▶ _EXTRACT_
—————

A formal invitation with the summary description of the symposium, the
exact location, and RSVP instructions may be found below.
Please feel free to forward this invitation to others who you think
may be interested. Registrations will be honored on a
first-come-first-served basis. More complete information about the
event and about the Board on Research Data and Information is
available at: http://www.nationalacademies.org/brdi.
Our apologies if this is a duplicate.
Best wishes,
Paul F. Uhlir
Director, Board on Research Data and Information
puhlir@nas.edu
Crowdsourcing: Improving the Quality of
Scientific Data Through Social Networking
A PUBLIC SYMPOSIUM
Organized by the
Board on Research Data and Information
National Research Council
(http://www.nationalacademies.org/brdi)
Monday, June 13, 2011, 4:00 p.m. - 6:15 p.m.

—————

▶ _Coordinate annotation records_
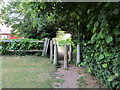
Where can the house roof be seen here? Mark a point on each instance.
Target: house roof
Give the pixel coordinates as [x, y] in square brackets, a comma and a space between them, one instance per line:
[4, 29]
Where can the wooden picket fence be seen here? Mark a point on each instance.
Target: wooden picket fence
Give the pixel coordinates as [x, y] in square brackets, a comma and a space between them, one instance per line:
[67, 57]
[53, 51]
[44, 50]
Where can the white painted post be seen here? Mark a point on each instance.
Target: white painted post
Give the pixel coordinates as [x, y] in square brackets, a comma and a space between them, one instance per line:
[44, 48]
[47, 44]
[70, 52]
[78, 53]
[55, 54]
[51, 50]
[65, 57]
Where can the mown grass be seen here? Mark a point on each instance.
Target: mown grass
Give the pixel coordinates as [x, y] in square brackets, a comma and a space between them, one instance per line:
[26, 72]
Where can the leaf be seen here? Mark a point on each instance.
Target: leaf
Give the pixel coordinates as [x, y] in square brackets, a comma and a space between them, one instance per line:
[101, 56]
[108, 39]
[111, 78]
[116, 11]
[96, 24]
[93, 38]
[116, 31]
[104, 65]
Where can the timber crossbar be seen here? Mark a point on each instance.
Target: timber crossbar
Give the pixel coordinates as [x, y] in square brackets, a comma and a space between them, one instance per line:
[20, 40]
[44, 51]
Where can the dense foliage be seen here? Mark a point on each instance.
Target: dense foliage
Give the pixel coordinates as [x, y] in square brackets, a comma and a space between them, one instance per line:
[24, 44]
[95, 26]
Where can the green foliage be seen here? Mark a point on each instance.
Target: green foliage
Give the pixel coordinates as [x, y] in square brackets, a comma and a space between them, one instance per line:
[24, 44]
[93, 25]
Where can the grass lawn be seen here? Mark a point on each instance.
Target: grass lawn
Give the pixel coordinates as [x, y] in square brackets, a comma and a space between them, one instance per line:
[26, 72]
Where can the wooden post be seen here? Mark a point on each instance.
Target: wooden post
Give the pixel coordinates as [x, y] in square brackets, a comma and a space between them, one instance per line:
[43, 53]
[78, 53]
[55, 55]
[51, 50]
[47, 44]
[70, 52]
[65, 57]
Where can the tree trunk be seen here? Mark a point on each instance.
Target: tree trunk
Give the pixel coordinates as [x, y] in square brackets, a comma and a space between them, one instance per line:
[78, 53]
[65, 57]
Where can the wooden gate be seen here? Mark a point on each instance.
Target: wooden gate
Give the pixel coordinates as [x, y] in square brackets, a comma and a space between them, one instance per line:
[44, 50]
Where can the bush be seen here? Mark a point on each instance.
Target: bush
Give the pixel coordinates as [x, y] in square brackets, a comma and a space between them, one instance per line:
[24, 44]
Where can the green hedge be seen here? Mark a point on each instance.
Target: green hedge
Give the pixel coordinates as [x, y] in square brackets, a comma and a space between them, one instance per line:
[24, 44]
[103, 63]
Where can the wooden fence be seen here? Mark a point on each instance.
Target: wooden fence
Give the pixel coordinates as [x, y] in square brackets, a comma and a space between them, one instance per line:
[44, 50]
[67, 56]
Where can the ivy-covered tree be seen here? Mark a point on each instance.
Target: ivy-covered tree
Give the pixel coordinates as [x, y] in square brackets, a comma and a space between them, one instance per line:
[94, 25]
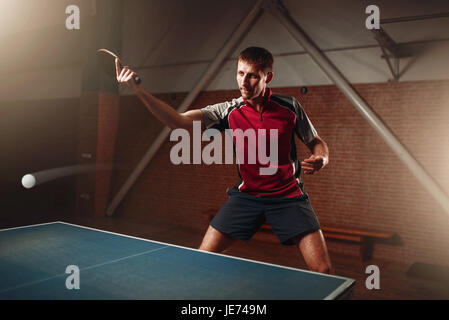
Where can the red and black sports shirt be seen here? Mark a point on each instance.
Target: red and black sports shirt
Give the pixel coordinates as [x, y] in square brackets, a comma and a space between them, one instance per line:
[280, 112]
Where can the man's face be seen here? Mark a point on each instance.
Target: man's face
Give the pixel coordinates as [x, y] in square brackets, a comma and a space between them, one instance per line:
[251, 80]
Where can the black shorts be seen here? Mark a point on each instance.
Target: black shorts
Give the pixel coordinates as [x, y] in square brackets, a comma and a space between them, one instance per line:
[243, 214]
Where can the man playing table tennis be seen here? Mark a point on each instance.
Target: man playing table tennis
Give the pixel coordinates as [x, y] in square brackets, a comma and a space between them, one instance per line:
[279, 198]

—————

▶ _REQUESTS_
#1 Please transcribe the symposium invitation starting with "Our apologies if" and going on through "(http://www.nationalacademies.org/brdi)".
#2 Summarize the symposium invitation in two sentences.

▶ _EXERCISE RESULTS_
#1
Our apologies if this is a duplicate.
Best wishes,
Paul F. Uhlir
Director, Board on Research Data and Information
puhlir@nas.edu
Crowdsourcing: Improving the Quality of
Scientific Data Through Social Networking
A PUBLIC SYMPOSIUM
Organized by the
Board on Research Data and Information
National Research Council
(http://www.nationalacademies.org/brdi)

#2 The Board on Research Data and Information of the National Research Council is holding a public symposium, "Crowdsourcing: Improving the Quality of Scientific Data Through Social Networking," on Monday, June 13, 2011, from 4:00 p.m. to 6:15 p.m. Recipients may forward the invitation to others who may be interested, registrations will be honored on a first-come-first-served basis, and more information is available at http://www.nationalacademies.org/brdi.